TEXTO DE REFERENCIA:
*****

De comercios y librerías
«Muchos dieron por muertas las librerías hace tiempo ya, pero ahí continúan, con su aliento cultural y vital. Ojalá permanezcan para siempre»
Ya lo dijo el bueno de Heráclito, todo fluye, nada permanece. No te bañarás dos veces en el mismo río, ni en la vida… ni en el comercio tampoco. Lo compruebo, una vez más, mientras paseo por el centro de Córdoba. Sus principales calles comerciales fueron mudando con el tiempo, desplazándose desde Cruz Conde hasta Concepción y Gondomar. La Ronda de Tejares también perdió su lustro y glamour. Las ciudades están vivas, mutan y evolucionan. Son las mismas, pero diferentes. Piense en la suya. Verá cómo el comercio fue variando de forma, manera y lugar.
Y no solo por el urbanismo comercial sino por el propio concepto de comercio. De las tiendas del centro –las mejores– y las de barrio se pasó, a partir de los sesenta del siglo pasado, al asombro de los grandes almacenes, con El Corte Inglés y Galerías Preciados como nombres propios. A finales de los setenta se instaló la primera gran superficie y en las tres décadas siguientes se consolidó la gran revolución comercial de las cadenas de supermercados, de grandes superficies y de descuento, que establecieron una nutrida red en los alrededores residenciales de toda ciudad que se preciara. Pronto, las franquicias y las cadenas de tiendas de marca coparon los centros urbanos. Desde principios del XXI, internet llegó para cambiarlo todo. Mientras los alquileres subían sin cesar, las ventas de los comerciantes se resentían por la competencia feroz de las compras online.
El turismo tomó el centro de las ciudades y los bares y terrazas se extendieron como una hidra de mil cabezas. Atrás quedaron las tiendas de los veinte duros y los puestos de compra de oro tras la crisis terrible de 2008, que también conllevó la clausura de miles de oficinas bancarias. Los comercios fueron cerrando, derrotados por la inmediatez digital, progresivamente sustituidos por establecimientos que no ofrecían mercancías, sino servicios. Chinos y paquistaníes ocupan los sacrificados comercios de cercanías, siempre abiertos, presto para resolver cualquier desavío. Belleza y salud comenzaron a ocupar un puesto destacado. Manicuras, peluquerías, gimnasios, fitness, masajes, tatuajes, entre otros adquieren gran protagonismo en el paisaje urbano. La formación, escuelas, como academias y business schools varias, también. No se venden cosas, se ofrecen servicios. No se alquilan viviendas, se rentan pisos turísticos.

*****

REGISTROS APORTADOS:
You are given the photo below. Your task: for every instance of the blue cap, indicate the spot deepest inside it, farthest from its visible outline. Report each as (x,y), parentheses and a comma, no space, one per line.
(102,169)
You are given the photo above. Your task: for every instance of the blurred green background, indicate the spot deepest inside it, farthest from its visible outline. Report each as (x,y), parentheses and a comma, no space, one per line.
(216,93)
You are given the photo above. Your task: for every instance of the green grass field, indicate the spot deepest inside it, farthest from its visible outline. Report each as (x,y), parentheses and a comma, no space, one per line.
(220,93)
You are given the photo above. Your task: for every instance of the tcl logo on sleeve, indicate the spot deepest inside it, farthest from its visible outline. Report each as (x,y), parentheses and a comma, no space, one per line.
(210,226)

*****

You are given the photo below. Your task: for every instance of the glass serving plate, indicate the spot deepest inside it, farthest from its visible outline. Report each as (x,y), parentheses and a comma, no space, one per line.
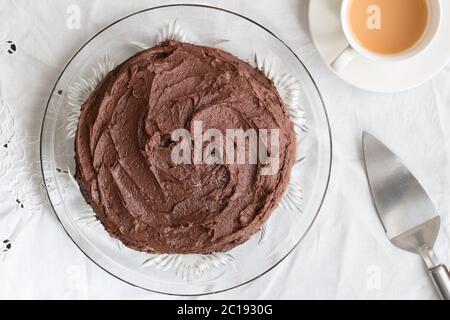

*****

INSTRUCCIONES: Reescribe como lista el párrafo del texto sobre comercios y librerías que empieza por «Y no solo por el urbanismo comercial». Conserva sus datos principales. Los registros no intervienen en esta tarea.

RESULTADO ESPERADO:
- El cambio afectó no solo al urbanismo comercial, sino también al propio concepto de comercio.
- A partir de los años sesenta del siglo pasado, se pasó de las tiendas del centro y de barrio a los grandes almacenes, con El Corte Inglés y Galerías Preciados como nombres propios.
- A finales de los setenta se instaló la primera gran superficie.
- En las tres décadas siguientes se consolidaron las cadenas de supermercados, de grandes superficies y de descuento, con una amplia red en los alrededores residenciales de las ciudades.
- Las franquicias y las cadenas de tiendas de marca ocuparon los centros urbanos.
- Desde principios del siglo XXI, internet lo cambió todo: los alquileres subían sin cesar y las ventas de los comerciantes se resentían por la competencia de las compras online.